- _Problem to solve_
Please put every line below into a Markdown table with two columns, No and Line, holding the row number and the line, and skip any blank lines.

---------------

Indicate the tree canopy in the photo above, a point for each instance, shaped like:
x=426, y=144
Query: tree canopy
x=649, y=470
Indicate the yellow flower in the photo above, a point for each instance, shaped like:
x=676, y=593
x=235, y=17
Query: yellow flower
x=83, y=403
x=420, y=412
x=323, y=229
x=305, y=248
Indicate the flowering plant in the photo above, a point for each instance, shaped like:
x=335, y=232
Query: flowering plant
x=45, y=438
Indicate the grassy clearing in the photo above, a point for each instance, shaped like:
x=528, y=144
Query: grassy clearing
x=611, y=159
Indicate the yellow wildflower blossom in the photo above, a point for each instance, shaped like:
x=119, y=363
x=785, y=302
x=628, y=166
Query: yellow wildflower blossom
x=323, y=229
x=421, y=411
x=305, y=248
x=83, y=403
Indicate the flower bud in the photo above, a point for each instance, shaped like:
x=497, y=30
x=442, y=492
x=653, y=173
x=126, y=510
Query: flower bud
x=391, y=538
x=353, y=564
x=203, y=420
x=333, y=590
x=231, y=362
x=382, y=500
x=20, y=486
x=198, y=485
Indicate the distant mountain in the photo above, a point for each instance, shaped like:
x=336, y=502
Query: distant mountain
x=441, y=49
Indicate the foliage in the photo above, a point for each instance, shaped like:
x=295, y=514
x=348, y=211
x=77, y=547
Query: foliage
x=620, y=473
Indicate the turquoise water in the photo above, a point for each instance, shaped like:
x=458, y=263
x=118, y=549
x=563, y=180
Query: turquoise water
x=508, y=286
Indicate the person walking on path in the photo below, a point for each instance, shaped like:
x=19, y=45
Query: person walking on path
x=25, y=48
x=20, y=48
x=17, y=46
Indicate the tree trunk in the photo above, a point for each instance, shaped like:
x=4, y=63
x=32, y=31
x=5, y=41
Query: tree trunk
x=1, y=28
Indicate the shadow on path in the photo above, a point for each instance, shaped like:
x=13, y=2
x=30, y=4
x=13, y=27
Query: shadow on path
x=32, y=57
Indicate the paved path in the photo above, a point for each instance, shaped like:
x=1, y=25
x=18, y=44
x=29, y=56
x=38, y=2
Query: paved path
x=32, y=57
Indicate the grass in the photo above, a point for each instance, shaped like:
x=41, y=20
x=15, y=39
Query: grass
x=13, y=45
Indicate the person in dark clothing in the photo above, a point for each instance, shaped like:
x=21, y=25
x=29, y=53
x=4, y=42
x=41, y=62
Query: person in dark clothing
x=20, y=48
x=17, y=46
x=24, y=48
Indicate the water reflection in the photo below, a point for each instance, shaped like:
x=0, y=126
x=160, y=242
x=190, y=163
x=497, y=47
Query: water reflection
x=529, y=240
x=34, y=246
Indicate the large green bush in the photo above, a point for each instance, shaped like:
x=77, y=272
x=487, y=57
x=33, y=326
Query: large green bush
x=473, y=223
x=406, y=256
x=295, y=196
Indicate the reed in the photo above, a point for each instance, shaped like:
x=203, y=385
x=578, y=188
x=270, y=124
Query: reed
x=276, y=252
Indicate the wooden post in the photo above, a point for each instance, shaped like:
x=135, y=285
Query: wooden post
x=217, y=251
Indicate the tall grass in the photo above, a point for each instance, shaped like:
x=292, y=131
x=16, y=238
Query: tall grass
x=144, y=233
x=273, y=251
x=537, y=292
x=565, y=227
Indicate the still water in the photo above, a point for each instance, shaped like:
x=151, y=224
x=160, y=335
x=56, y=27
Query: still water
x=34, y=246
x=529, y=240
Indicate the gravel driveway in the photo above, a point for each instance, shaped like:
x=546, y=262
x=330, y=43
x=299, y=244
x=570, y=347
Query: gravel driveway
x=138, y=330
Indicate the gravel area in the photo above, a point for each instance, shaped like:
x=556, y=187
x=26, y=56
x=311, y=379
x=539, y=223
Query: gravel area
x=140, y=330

---------------

- _Result below_
| No | Line |
|---|---|
| 1 | Indicate the tree canopy in the photo above, a point for each instance, shaped like: |
| 2 | x=426, y=144 |
| 3 | Query: tree canopy |
| 4 | x=649, y=470 |
| 5 | Indicate the yellow flower in the photo above, a point for each instance, shaped like: |
| 6 | x=676, y=593 |
| 7 | x=235, y=17 |
| 8 | Query: yellow flower |
| 9 | x=83, y=403 |
| 10 | x=420, y=412 |
| 11 | x=323, y=229 |
| 12 | x=305, y=248 |
| 13 | Indicate the flowering plant in the photo above, a point for each instance, shaped like: |
| 14 | x=335, y=232 |
| 15 | Query: flowering plant |
| 16 | x=45, y=438 |
| 17 | Indicate the grassy clearing in the photo above, a point for each instance, shaped like: |
| 18 | x=528, y=144 |
| 19 | Query: grassy clearing |
| 20 | x=611, y=159 |
| 21 | Indicate the yellow wildflower blossom in the photo above, a point for each instance, shaped like: |
| 22 | x=119, y=363 |
| 23 | x=785, y=302 |
| 24 | x=628, y=166 |
| 25 | Query: yellow wildflower blossom |
| 26 | x=323, y=229 |
| 27 | x=421, y=411 |
| 28 | x=305, y=248 |
| 29 | x=83, y=403 |
| 30 | Indicate the flower bud in the photo above, a point for each instance, shaped like: |
| 31 | x=497, y=30 |
| 32 | x=442, y=492 |
| 33 | x=653, y=173 |
| 34 | x=126, y=510 |
| 35 | Query: flower bud |
| 36 | x=391, y=538 |
| 37 | x=353, y=564 |
| 38 | x=203, y=420 |
| 39 | x=333, y=590 |
| 40 | x=231, y=362 |
| 41 | x=382, y=500 |
| 42 | x=20, y=486 |
| 43 | x=198, y=485 |
| 44 | Indicate the distant mountain in the photo above, a point for each instance, shaped like: |
| 45 | x=336, y=502 |
| 46 | Query: distant mountain |
| 47 | x=441, y=49 |
| 48 | Indicate the foliage in the photo above, a point for each instance, shaped like: |
| 49 | x=295, y=514 |
| 50 | x=348, y=211 |
| 51 | x=77, y=547 |
| 52 | Query: foliage |
| 53 | x=620, y=473 |
| 54 | Indicate the turquoise water in the photo above, a point for each instance, shaped like: |
| 55 | x=458, y=263 |
| 56 | x=118, y=549 |
| 57 | x=563, y=180 |
| 58 | Query: turquoise water |
| 59 | x=508, y=286 |
| 60 | Indicate the person walking on path in the photo below, a point for each instance, shaped like: |
| 61 | x=19, y=45 |
| 62 | Query: person walking on path |
| 63 | x=25, y=48 |
| 64 | x=20, y=48 |
| 65 | x=17, y=46 |
| 66 | Indicate the tree trunk in the photo above, a point for each instance, shaped like: |
| 67 | x=4, y=63 |
| 68 | x=32, y=31 |
| 69 | x=5, y=41 |
| 70 | Query: tree trunk |
| 71 | x=1, y=28 |
| 72 | Indicate the shadow on path in the photo above, a point for each instance, shaped like: |
| 73 | x=13, y=2 |
| 74 | x=30, y=4 |
| 75 | x=13, y=27 |
| 76 | Query: shadow on path |
| 77 | x=32, y=57 |
| 78 | Indicate the paved path in the photo above, a point for each instance, shaped like: |
| 79 | x=1, y=25 |
| 80 | x=18, y=44 |
| 81 | x=29, y=56 |
| 82 | x=38, y=2 |
| 83 | Query: paved path |
| 84 | x=32, y=57 |
| 85 | Indicate the grass in the photo above, a point for each instance, shaped like: |
| 86 | x=41, y=20 |
| 87 | x=15, y=39 |
| 88 | Query: grass |
| 89 | x=13, y=45 |
| 90 | Indicate the person in dark clothing in the photo above, a point for each instance, shaped like: |
| 91 | x=21, y=25 |
| 92 | x=29, y=53 |
| 93 | x=4, y=42 |
| 94 | x=41, y=62 |
| 95 | Query: person in dark clothing |
| 96 | x=20, y=48 |
| 97 | x=17, y=46 |
| 98 | x=24, y=48 |
| 99 | Indicate the water reflection in the photo below, a point for each instance, shaped like: |
| 100 | x=0, y=126 |
| 101 | x=160, y=242 |
| 102 | x=190, y=163 |
| 103 | x=497, y=47 |
| 104 | Query: water reflection |
| 105 | x=529, y=240 |
| 106 | x=34, y=246 |
| 107 | Indicate the large green bush in the photo above, a point for each instance, shaped like: |
| 108 | x=77, y=272 |
| 109 | x=487, y=57 |
| 110 | x=33, y=326 |
| 111 | Query: large green bush |
| 112 | x=473, y=223 |
| 113 | x=406, y=256 |
| 114 | x=295, y=196 |
| 115 | Indicate the reed in the photo above, a point for each instance, shaped like: |
| 116 | x=203, y=385 |
| 117 | x=578, y=188 |
| 118 | x=270, y=124 |
| 119 | Query: reed |
| 120 | x=276, y=252 |
| 121 | Indicate the wooden post in the photo above, a point for each instance, shaped like: |
| 122 | x=135, y=285 |
| 123 | Query: wooden post |
| 124 | x=217, y=251 |
| 125 | Indicate the tall grass in the photo above, a point for each instance, shaped like: |
| 126 | x=292, y=131 |
| 127 | x=16, y=238 |
| 128 | Query: tall grass |
| 129 | x=144, y=233 |
| 130 | x=273, y=251 |
| 131 | x=537, y=292 |
| 132 | x=565, y=227 |
| 133 | Indicate the still water in the photo above, a point for each instance, shaped like: |
| 134 | x=151, y=224 |
| 135 | x=160, y=335 |
| 136 | x=56, y=27 |
| 137 | Query: still water |
| 138 | x=34, y=246 |
| 139 | x=529, y=240 |
| 140 | Indicate the gravel driveway in the photo above, a point for each instance, shaped like: |
| 141 | x=546, y=262 |
| 142 | x=330, y=43 |
| 143 | x=299, y=244 |
| 144 | x=570, y=347 |
| 145 | Query: gravel driveway |
| 146 | x=138, y=330 |
| 147 | Indicate the gravel area in the photo above, a point for each instance, shaped like: |
| 148 | x=556, y=187 |
| 149 | x=26, y=56 |
| 150 | x=311, y=379 |
| 151 | x=539, y=223 |
| 152 | Query: gravel area |
| 153 | x=140, y=330 |